**Exercise requirements**
In this data, count the lines in which "hair" appears and give only that number.

Stored items

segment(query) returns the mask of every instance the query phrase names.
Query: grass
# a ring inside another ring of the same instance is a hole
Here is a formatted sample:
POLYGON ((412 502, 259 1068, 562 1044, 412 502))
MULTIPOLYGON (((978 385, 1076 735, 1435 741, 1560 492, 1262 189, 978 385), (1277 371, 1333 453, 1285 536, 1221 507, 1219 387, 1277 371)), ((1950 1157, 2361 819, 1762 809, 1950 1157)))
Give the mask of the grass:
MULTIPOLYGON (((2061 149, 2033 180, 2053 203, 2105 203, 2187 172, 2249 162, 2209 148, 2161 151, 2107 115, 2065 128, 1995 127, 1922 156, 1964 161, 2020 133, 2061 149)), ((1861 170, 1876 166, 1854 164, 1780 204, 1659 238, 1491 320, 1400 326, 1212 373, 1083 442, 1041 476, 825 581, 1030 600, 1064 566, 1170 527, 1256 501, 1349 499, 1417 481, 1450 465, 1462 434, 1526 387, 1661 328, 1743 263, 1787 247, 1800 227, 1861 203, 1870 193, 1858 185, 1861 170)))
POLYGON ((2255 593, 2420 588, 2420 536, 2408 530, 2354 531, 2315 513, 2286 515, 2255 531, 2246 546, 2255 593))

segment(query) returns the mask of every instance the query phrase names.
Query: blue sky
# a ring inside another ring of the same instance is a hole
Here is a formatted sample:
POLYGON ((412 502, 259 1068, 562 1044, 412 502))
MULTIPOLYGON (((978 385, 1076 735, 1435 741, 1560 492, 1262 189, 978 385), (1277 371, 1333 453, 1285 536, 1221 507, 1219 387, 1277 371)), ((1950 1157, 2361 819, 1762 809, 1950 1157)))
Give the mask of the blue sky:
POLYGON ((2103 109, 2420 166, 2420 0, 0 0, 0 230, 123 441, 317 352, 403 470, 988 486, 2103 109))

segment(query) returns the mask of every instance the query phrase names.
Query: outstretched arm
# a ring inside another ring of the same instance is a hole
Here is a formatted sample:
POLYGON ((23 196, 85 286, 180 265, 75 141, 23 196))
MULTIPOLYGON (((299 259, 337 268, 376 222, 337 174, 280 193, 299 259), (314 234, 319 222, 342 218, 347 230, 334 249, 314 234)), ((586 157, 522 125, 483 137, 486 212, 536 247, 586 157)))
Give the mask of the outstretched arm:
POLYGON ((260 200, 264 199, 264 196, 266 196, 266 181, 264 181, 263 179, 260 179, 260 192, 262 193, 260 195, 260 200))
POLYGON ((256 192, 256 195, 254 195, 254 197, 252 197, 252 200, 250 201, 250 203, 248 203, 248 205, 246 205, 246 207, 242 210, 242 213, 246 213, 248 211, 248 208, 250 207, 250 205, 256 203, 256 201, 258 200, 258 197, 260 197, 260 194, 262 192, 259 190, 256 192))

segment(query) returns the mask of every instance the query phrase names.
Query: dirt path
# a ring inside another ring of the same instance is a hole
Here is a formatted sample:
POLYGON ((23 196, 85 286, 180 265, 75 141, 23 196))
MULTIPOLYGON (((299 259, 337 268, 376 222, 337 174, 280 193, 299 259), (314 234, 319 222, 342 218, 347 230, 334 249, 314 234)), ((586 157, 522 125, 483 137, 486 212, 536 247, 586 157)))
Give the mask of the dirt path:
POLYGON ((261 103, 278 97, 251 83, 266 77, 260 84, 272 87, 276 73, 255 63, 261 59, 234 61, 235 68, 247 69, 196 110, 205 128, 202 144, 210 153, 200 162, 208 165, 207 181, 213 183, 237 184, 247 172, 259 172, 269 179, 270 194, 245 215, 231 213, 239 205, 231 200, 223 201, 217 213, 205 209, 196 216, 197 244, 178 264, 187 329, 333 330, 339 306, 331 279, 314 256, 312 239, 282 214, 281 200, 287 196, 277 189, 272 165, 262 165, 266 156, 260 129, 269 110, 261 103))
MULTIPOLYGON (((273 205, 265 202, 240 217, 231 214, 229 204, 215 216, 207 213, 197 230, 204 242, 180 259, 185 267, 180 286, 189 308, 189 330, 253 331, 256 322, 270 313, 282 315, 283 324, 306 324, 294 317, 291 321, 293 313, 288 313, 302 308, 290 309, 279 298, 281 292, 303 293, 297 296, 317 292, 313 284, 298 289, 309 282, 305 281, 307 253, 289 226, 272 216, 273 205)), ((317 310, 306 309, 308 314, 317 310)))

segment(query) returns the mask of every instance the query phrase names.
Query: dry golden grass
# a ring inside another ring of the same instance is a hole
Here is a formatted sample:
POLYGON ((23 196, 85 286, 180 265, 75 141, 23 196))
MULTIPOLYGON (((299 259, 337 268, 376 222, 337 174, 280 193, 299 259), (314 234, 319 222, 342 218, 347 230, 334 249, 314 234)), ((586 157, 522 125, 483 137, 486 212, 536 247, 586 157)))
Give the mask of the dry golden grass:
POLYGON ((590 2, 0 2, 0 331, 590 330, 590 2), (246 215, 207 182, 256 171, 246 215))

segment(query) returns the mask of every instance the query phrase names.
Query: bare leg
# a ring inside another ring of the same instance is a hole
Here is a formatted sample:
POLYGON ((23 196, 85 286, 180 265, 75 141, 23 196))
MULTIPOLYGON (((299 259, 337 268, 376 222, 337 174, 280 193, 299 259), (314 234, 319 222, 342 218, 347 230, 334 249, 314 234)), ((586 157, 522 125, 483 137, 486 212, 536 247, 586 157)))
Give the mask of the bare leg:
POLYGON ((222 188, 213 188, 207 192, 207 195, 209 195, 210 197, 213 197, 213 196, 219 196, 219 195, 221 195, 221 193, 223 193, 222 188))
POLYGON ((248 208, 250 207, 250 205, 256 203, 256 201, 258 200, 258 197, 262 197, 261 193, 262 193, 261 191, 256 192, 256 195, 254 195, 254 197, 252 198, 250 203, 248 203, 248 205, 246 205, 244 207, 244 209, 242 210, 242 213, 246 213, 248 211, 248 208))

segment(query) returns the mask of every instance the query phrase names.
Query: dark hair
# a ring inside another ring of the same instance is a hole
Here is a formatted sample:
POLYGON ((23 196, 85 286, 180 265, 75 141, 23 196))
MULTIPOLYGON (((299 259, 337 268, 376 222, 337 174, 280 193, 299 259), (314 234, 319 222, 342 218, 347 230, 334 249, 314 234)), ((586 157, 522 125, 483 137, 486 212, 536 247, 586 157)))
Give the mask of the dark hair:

**Exercise output**
2